◆ Directions for this task ◆
Duplicate the stretch of the forum post on incomplete metric spaces below from "What are all" through "function in $C([0,2])$.".

--- Start of Text extract ---

Showing incompleteness of metric space by specifying non-convergent Cauchy sequence

Question

I have been looking at the space of continuous functions over a compact interval $C([0,2])$ equiped with the the integral norm of absolut values $\| \cdot \|_1$. I read a counterexample that showed how this is not a Banach space. The author gave a Cauchy sequence of functions $f_k$: for any $k\in \mathbb{N}$ over the intervall $[1-\frac{1}{k}, 1+\frac{1}{k}]$ linearily increasing values from $0$ to $1$, else constant. It is evident that $f_k$ converges towards $f$, the characteristic function of $[1,2]$, which is not in $C([0,2])$. But is it really evident?

What are all arguments needed to conclude that $f_k$ is not convergent in $C([0,2])$? As far as I understand, just showing $\|f_k - f\|_1 \rightarrow 0$ is insuffienct, as $f \notin C([0,2])$ and we have not shown that there does not exist a limit function in $C([0,2])$.

My idea: Since $(C([0,2]), \| \cdot \|_1)$ is a normed space, and any normed space is a metric space, there exists a completion of the space, where the limits of Cauchy sequnces exist and are unique. But how would I know that $f$ is in that complete space?

Clarification: My approach is to extend the normed space at hand to $M := C([0,2]) \cup \{ f\}$ and prove that is a metric space with the distance function $d(x,y):=\|x-y\|_1$. Since I know $f_k \rightarrow f$ in $(M,d)$ and limits of Cauchy sequences are unique in metric spaces, I now have a unique limit w.r.t. the norm at hand. The question is, if I can go back to extend this notion of uniqueness of the limit to the normed space $C([0,2])$ and from there conclude incompleteness.

More generally, I'd like to abstract a procedure to show incompleteness of a normed or metric space.

--- End of Text extract ---
--- Start of Recorded data ---

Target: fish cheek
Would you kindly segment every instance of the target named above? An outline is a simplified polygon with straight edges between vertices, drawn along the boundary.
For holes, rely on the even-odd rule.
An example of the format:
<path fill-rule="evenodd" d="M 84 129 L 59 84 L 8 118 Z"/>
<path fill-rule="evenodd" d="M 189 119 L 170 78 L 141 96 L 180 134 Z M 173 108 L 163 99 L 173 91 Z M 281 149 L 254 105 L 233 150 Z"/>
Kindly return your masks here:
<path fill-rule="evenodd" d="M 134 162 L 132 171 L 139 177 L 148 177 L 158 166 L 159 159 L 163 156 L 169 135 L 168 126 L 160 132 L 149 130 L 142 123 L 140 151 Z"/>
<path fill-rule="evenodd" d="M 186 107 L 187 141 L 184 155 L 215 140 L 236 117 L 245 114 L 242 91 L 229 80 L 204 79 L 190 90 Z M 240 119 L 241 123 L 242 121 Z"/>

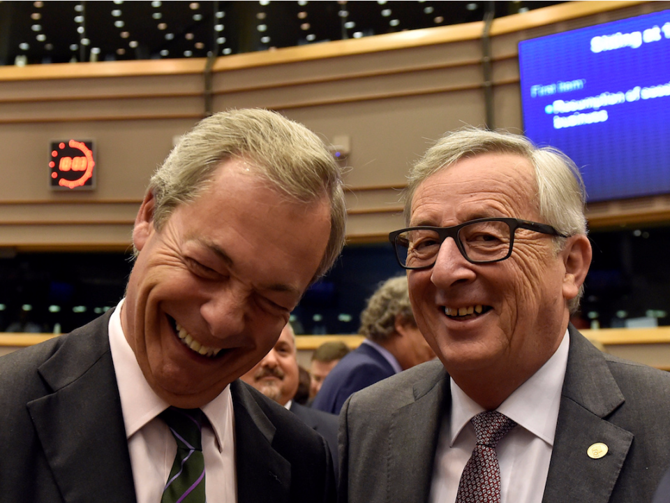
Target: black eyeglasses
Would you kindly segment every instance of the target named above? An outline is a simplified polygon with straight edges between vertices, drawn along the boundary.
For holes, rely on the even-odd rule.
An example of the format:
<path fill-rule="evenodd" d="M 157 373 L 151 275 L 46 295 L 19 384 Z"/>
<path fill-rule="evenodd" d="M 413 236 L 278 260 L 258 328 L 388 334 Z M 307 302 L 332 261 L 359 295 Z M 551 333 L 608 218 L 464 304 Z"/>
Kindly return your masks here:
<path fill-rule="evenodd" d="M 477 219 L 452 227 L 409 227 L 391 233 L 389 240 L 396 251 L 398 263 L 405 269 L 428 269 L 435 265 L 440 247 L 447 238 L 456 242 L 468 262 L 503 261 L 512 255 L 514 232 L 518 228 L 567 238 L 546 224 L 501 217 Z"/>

--- End of Recorded data ---
--- Start of Recorded data ---

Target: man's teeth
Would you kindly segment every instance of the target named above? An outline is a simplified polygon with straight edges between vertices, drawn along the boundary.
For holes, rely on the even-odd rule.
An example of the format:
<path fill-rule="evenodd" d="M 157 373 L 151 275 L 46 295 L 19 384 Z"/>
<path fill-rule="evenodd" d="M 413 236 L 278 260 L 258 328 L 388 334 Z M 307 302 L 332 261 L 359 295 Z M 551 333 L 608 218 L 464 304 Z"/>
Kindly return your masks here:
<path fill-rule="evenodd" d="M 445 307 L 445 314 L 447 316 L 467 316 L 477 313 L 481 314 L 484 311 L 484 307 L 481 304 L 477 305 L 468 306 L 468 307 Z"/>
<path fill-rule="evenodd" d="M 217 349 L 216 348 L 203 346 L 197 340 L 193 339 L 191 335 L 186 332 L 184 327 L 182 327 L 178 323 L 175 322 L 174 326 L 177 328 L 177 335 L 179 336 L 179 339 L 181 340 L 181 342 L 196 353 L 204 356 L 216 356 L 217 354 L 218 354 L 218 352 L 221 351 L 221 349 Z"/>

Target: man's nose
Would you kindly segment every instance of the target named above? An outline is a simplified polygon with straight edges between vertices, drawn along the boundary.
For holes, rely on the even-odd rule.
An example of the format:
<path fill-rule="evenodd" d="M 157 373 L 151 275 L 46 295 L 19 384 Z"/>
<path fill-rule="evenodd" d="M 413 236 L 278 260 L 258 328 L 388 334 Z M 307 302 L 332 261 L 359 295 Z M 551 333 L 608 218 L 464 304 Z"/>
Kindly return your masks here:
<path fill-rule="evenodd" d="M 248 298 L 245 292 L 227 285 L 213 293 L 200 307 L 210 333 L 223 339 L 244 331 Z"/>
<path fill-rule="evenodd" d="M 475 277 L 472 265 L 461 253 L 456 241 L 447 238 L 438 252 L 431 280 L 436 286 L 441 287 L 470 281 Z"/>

--- End of Recorded data ---

◆ Task result ◆
What are all arguments needed to conclude that $f_k$ is not convergent in $C([0,2])$? As far as I understand, just showing $\|f_k - f\|_1 \rightarrow 0$ is insuffienct, as $f \notin C([0,2])$ and we have not shown that there does not exist a limit function in $C([0,2])$.